*REQUIREMENT A*
Using the passage on guns in Switzerland, decide whether each statement agrees with it. Answer yes or no for each, and quote the words that decide it. (i) Men between 21 and 32 must keep their assault rifle and ammunition at home. (ii) Women in Switzerland are required to own firearms. (iii) Switzerland relies on a standing, full-time army.
*REQUIREMENT B*
In the passage on guns in Switzerland, what type of rifle are men given once they are discharged from frontline service?
*REQUIREMENT C*
Write the next part of the passage on guns in Switzerland, picking up after its final sentence.

*DOCUMENT PASSAGE*
■ ■ ■ ■ ■
When time permits, look up the Nazi invasion of Switzerland.
Guns are deeply rooted within Swiss culture - but the gun crime rate is so low that statistics are not even kept.
The country has a population of six million, but there are estimated to be at least two million publicly-owned firearms, including about 600,000 automatic rifles and 500,000 pistols.
This is in a very large part due to Switzerland's unique system of national defence, developed over the centuries.
Instead of a standing, full-time army, the country requires every man to undergo some form of military training for a few days or weeks a year throughout most of their lives.
Between the ages of 21 and 32 men serve as frontline troops. They are given an M-57 assault rifle and 24 rounds of ammunition which they are required to keep at home.
Once discharged, men serve in the Swiss equivalent of the US National Guard, but still have to train occasionally and are given bolt rifles. Women do not have to own firearms, but are encouraged to.
■ ■ ■ ■ ■
*ENTRIES PROVIDED*
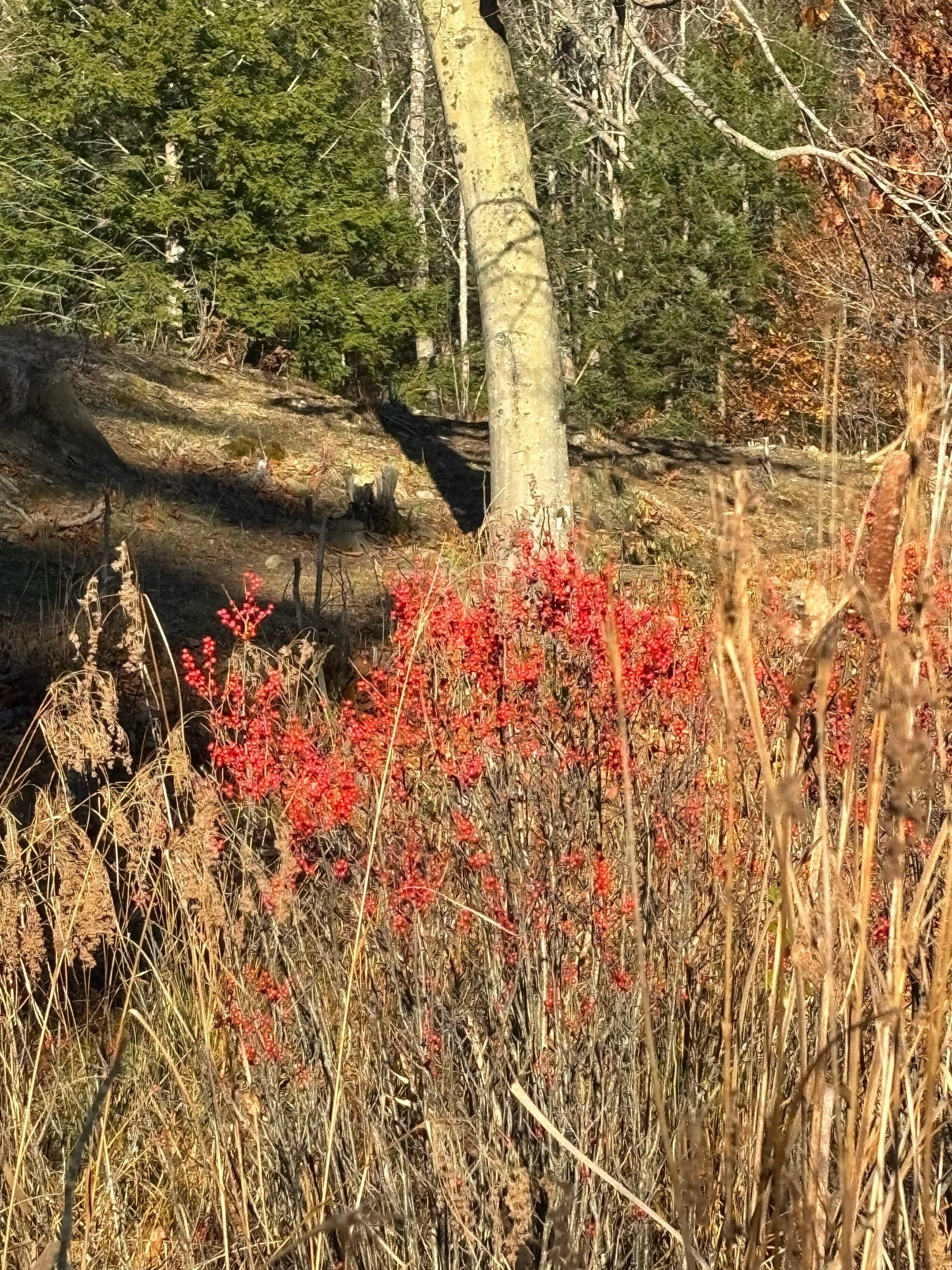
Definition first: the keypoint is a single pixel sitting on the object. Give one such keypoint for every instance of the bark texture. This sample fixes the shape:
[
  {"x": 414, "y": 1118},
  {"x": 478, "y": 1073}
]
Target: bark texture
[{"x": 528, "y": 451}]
■ ■ ■ ■ ■
*TASK OUTPUT A*
(i) Yes: "They are given an M-57 assault rifle and 24 rounds of ammunition which they are required to keep at home."
(ii) No: "Women do not have to own firearms, but are encouraged to."
(iii) No: "Instead of a standing, full-time army, the country requires every man to undergo some form of military training"

*TASK OUTPUT B*
Bolt rifles.

*TASK OUTPUT C*
From The American Rifleman:
The nation (Switzerland) is ready to mobilise on a moment's notice. Said one Swiss citizen-soldier, "If we start in the morning, we would be mobilised by late afternoon. That is why the gun is at home, the ammunition is at home. The younger people all have automatic rifles. They are ready to fight."
From Wikipedia (granted, not a reliable source, but I can't read the linked references in German.)
Police statistics for the year 2006 records 34 killings or attempted killings involving firearms, compared to 69 cases involving bladed weapons and 16 cases of unarmed assault. Cases of assault resulting in bodily harm numbered 89 (firearms) and 526 (bladed weapons). As of 2007, Switzerland had a population of about 7,600,000. This would put the rate of killings or attempted killings with firearms at about one for every quarter million residents yearly. This represents a decline of aggravated assaults involving firearms since the early 1990s. Some 300 deaths per year are due to legally held army ordnance weapons, the large majority of these being suicides.
Remember, Switzerland has a population of 6 million. And that's 34 killings or attempts that weren't necessarily succesful. Now, let's bring it all back home. Here's the Washington Times:
If Chicago were serious about bringing its violent crime problem under control, it would recognize the constitutional right of residents to use firearms to protect themselves.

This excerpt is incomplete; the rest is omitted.